■ やること:
下の抜き出した文章のうち、「レストラン経営➡店舗の一部を」を含む語句で始まり「の受託サービスを新規に開始。」で終わる部分を、「フィットネスジム」を「スポーツジム」に置き換えて書き直してください。

■ 抜き出した文章:
———
レストラン経営➡店舗の一部を改修し、新たにドライブイン形式での食事のテイクアウト販売を実施。
弁当販売➡新規に高齢者向けの食事宅配事業を開始。地域の高齢化へのニーズに対応。

【小売業】

衣服販売業➡衣料品のネット販売やサブスクリプション形式のサービス事業に業態を転換。
ガソリン販売➡新規にフィットネスジムの運営を開始。地域の健康増進ニーズに対応。

【サービス業】

ヨガ教室➡室内での密を回避するため、新たにオンライン形式でのヨガ教室の運営を開始。
高齢者向けデイサービス➡一部事業を他社に譲渡。病院向けの給食、事務等の受託サービスを新規に開始。

【製造業】

半導体製造装置部品製造➡半導体製造装置の技術を応用した洋上風力設備の部品製造を新たに開始。
———
■ 元のデータ:
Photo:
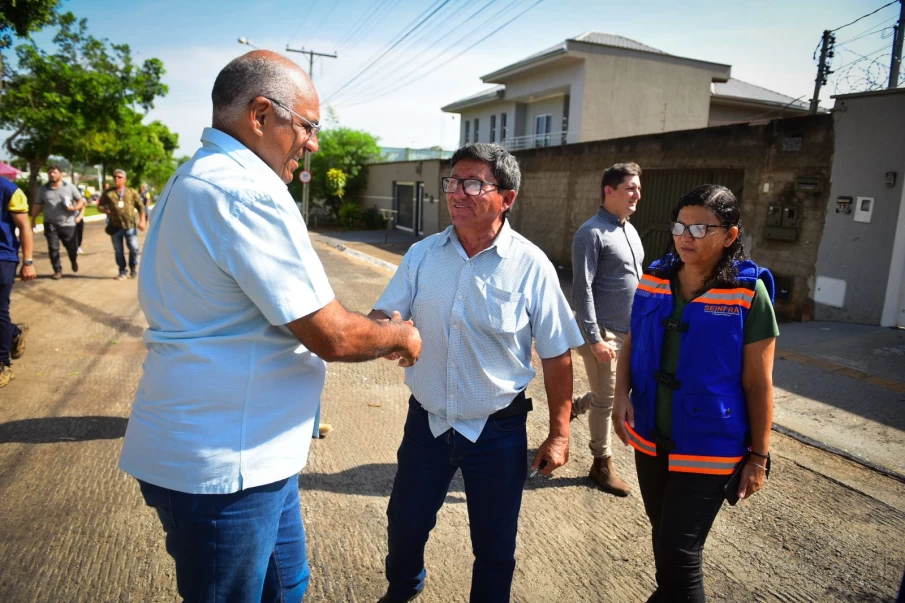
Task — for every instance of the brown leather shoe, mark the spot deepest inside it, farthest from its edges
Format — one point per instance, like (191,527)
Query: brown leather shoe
———
■ 練習の答え:
レストラン経営➡店舗の一部を改修し、新たにドライブイン形式での食事のテイクアウト販売を実施。
弁当販売➡新規に高齢者向けの食事宅配事業を開始。地域の高齢化へのニーズに対応。

【小売業】

衣服販売業➡衣料品のネット販売やサブスクリプション形式のサービス事業に業態を転換。
ガソリン販売➡新規にスポーツジムの運営を開始。地域の健康増進ニーズに対応。

【サービス業】

ヨガ教室➡室内での密を回避するため、新たにオンライン形式でのヨガ教室の運営を開始。
高齢者向けデイサービス➡一部事業を他社に譲渡。病院向けの給食、事務等の受託サービスを新規に開始。